=== Section Start ===
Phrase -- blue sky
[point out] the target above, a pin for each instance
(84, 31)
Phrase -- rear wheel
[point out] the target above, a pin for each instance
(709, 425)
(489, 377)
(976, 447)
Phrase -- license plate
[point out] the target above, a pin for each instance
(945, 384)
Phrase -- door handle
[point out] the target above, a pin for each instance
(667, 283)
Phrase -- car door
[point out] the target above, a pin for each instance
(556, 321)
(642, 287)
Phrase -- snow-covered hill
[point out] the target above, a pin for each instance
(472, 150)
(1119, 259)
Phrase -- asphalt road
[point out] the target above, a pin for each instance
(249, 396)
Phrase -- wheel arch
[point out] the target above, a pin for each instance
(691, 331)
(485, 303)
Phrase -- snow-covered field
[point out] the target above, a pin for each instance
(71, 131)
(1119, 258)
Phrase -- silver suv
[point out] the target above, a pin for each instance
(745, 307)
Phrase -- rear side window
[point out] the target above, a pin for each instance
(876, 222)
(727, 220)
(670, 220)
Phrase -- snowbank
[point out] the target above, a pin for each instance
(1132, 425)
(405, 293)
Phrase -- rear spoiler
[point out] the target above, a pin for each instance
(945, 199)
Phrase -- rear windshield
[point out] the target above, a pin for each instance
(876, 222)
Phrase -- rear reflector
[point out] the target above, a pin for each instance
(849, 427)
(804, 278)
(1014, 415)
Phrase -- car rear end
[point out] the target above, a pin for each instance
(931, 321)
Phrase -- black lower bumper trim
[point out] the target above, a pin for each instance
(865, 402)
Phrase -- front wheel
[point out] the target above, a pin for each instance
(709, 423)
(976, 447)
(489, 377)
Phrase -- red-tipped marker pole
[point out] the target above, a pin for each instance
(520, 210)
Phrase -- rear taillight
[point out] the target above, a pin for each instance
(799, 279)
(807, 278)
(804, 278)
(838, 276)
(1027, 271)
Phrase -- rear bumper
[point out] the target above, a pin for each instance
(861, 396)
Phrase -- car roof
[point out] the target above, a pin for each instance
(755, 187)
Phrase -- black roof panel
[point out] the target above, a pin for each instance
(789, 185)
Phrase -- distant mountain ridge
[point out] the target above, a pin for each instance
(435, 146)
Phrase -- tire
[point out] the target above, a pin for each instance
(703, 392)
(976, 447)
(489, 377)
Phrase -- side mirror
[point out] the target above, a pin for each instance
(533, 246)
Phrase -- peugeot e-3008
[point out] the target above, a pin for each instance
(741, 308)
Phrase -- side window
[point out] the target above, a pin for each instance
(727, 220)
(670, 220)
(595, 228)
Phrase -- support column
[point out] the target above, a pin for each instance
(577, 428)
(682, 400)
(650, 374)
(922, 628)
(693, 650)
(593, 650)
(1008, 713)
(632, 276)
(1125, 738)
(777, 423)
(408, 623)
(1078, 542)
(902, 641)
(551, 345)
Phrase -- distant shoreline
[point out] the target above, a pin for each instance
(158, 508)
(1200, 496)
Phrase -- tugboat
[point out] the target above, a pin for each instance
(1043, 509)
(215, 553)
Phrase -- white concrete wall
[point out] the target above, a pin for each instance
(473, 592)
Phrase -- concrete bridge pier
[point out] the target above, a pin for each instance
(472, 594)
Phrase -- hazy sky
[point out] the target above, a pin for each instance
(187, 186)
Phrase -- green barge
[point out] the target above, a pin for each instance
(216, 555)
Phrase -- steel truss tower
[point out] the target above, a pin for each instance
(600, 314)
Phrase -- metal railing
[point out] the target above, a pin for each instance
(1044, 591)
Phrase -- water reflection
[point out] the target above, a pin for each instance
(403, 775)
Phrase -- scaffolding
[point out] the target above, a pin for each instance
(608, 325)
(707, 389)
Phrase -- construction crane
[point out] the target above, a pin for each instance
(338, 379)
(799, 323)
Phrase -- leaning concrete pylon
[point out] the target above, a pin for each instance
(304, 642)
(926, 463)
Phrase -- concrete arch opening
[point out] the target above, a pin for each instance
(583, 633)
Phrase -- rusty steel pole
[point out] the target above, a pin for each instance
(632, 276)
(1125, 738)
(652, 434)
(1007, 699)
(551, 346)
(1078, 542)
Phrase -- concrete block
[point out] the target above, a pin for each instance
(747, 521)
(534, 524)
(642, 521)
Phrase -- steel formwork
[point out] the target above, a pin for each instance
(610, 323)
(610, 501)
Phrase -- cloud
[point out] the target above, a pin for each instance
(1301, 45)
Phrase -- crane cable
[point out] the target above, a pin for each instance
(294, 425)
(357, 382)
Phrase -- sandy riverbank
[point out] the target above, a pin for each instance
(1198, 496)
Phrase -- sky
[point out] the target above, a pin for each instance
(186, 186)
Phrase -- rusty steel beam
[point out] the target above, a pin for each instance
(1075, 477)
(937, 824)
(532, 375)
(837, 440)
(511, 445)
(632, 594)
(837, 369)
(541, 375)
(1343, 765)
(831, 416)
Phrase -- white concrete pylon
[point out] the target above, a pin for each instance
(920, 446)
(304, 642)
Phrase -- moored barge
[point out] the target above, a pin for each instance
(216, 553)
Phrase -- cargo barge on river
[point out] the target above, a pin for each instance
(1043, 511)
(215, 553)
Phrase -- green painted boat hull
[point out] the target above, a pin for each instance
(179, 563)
=== Section End ===
Task objective
Write the data out again in full. Match it word for word.

Response to the task
Phrase -- blue sky
[point out] the target above, a pin for each instance
(84, 31)
Phrase -- rear wheel
[point out] the target above, a pin for each instance
(709, 425)
(489, 377)
(976, 447)
Phrase -- license plate
[point out] the target above, a pin for each instance
(945, 384)
Phrase -- door handle
[point out] the target above, a pin for each instance
(667, 283)
Phrase -- car door
[point out] the target above, a pin for each instance
(556, 321)
(642, 287)
Phrase -- snow-covered hill
[point out] the target above, a pin for each instance
(472, 150)
(1119, 259)
Phrase -- asphalt road
[point out] the target above, a pin for each instance
(249, 396)
Phrase -- wheel arch
[point out] the target above, a pin for each instance
(691, 331)
(485, 303)
Phrase -- snow-covered field
[point out] the target above, a pin for each instance
(71, 131)
(1119, 258)
Phrase -- silver suv
[point out] the target above, a pin for each instance
(745, 307)
Phrase -- rear side window
[point out] the target above, a pin for each instance
(876, 222)
(727, 220)
(670, 220)
Phrase -- snowbank
[point out] the target above, a pin for each instance
(1132, 425)
(405, 293)
Phrase -- rear spoiler
[point out] the target above, a pin for each instance
(945, 199)
Phrase -- rear windshield
[point out] the target above, a pin for each instance
(876, 222)
Phrase -- rear reflector
[point out] the target above, a pin for each instance
(849, 427)
(804, 278)
(1014, 415)
Phrase -- car rear end
[point out] the target above, a pin for each instance
(931, 321)
Phrase -- black lower bumper trim
[point out] the target above, a pin for each instance
(865, 402)
Phrase -- front wheel
[point out] the target above, a pin for each instance
(709, 423)
(976, 447)
(489, 377)
Phrase -- red-tipped marker pole
[point out] the target above, a pin for each instance
(520, 210)
Phrase -- rear taillight
[point out] the target above, a pin for each instance
(799, 279)
(807, 278)
(804, 278)
(838, 276)
(1027, 271)
Phrase -- rear bumper
[point out] the target above, a pin for each instance
(861, 396)
Phrase -- car roof
[point out] the target above, a pin for each instance
(755, 187)
Phrase -- black roof panel
[point out] the target above, a pin for each instance
(789, 185)
Phrase -- distant mountain ridge
[point out] the target above, a pin for each instance
(435, 146)
Phrase -- tire
[point out] the target above, a pin for each instance
(703, 392)
(976, 447)
(489, 377)
Phrase -- side mirror
[point out] the target above, a pin for each instance
(533, 246)
Phrase -- peugeot e-3008
[point out] the target above, a pin for each instance
(741, 308)
Phrase -- side window
[point out] the target above, a pin for each instance
(727, 220)
(670, 220)
(595, 228)
Phrase -- support column
[point out] the target above, a pin for each instance
(577, 428)
(682, 400)
(650, 374)
(922, 628)
(693, 650)
(593, 650)
(1008, 713)
(632, 276)
(1125, 738)
(777, 423)
(408, 623)
(1078, 542)
(902, 641)
(551, 345)
Phrase -- distant shoreline
[point out] the target above, a pin for each instance
(158, 508)
(1200, 496)
Phrase -- tugboat
[point out] the target above, a pin for each instance
(1043, 509)
(215, 553)
Phrase -- white concrete wall
[point out] the target above, a pin for each instance
(473, 592)
Phrase -- concrete bridge pier
[point out] the target above, a pin for each instance
(472, 594)
Phrase -- hazy sky
[point out] the target above, a pin for each instance
(187, 186)
Phrase -- green barge
[point out] the target above, a pin for each instance
(216, 555)
Phrase -- steel truss tower
[point out] the target above, a pin for each instance
(600, 314)
Phrase -- metal railing
[point out] the target above, a pin for each instance
(1044, 591)
Phrase -- water reflection
[point out] the target above, a pin for each instance
(403, 775)
Phrase -- scaffolding
[point out] the target above, a pin for each instance
(608, 325)
(707, 389)
Phrase -- construction crane
[point out] the target above, a pin for each instance
(338, 379)
(799, 323)
Phrase -- leaning concrete pylon
[point out] the target above, a pin for each instance
(304, 642)
(926, 463)
Phrase -- concrete arch opening
[point out] the target above, a pin for each instance
(583, 633)
Phrase -- rusty steel pole
[point out] the target above, a pin for each instance
(632, 276)
(1125, 738)
(652, 434)
(1007, 699)
(551, 346)
(1078, 542)
Phrase -- concrete block
[point out] the target above, a pin for each instance
(747, 521)
(534, 524)
(642, 521)
Phrase -- steel formwork
[point out] the target above, a pin for each instance
(610, 323)
(610, 501)
Phrase -- cloud
[point out] the target above, a pin for each instance
(1301, 45)
Phrase -- crane cable
[point out] the target above, a pin for each instance
(294, 425)
(357, 382)
Phrase -- sandy riverbank
[point out] the target above, a pin for each instance
(1198, 496)
Phrase -- sky
[point out] the target above, a pin for each instance
(186, 186)
Phrase -- rusty steel beam
[point out] the target above, a pin for each instance
(1075, 477)
(937, 824)
(532, 375)
(837, 440)
(511, 445)
(632, 594)
(837, 369)
(541, 375)
(1343, 765)
(831, 416)
Phrase -- white concrete pylon
[point out] the target above, a pin for each instance
(920, 446)
(304, 642)
Phrase -- moored barge
[point out] the target above, a pin for each instance
(216, 553)
Phrase -- cargo barge on river
[point out] the target above, a pin for each instance
(1043, 511)
(215, 553)
Phrase -- green painted boat hull
[point out] the target above, a pin for each instance
(179, 563)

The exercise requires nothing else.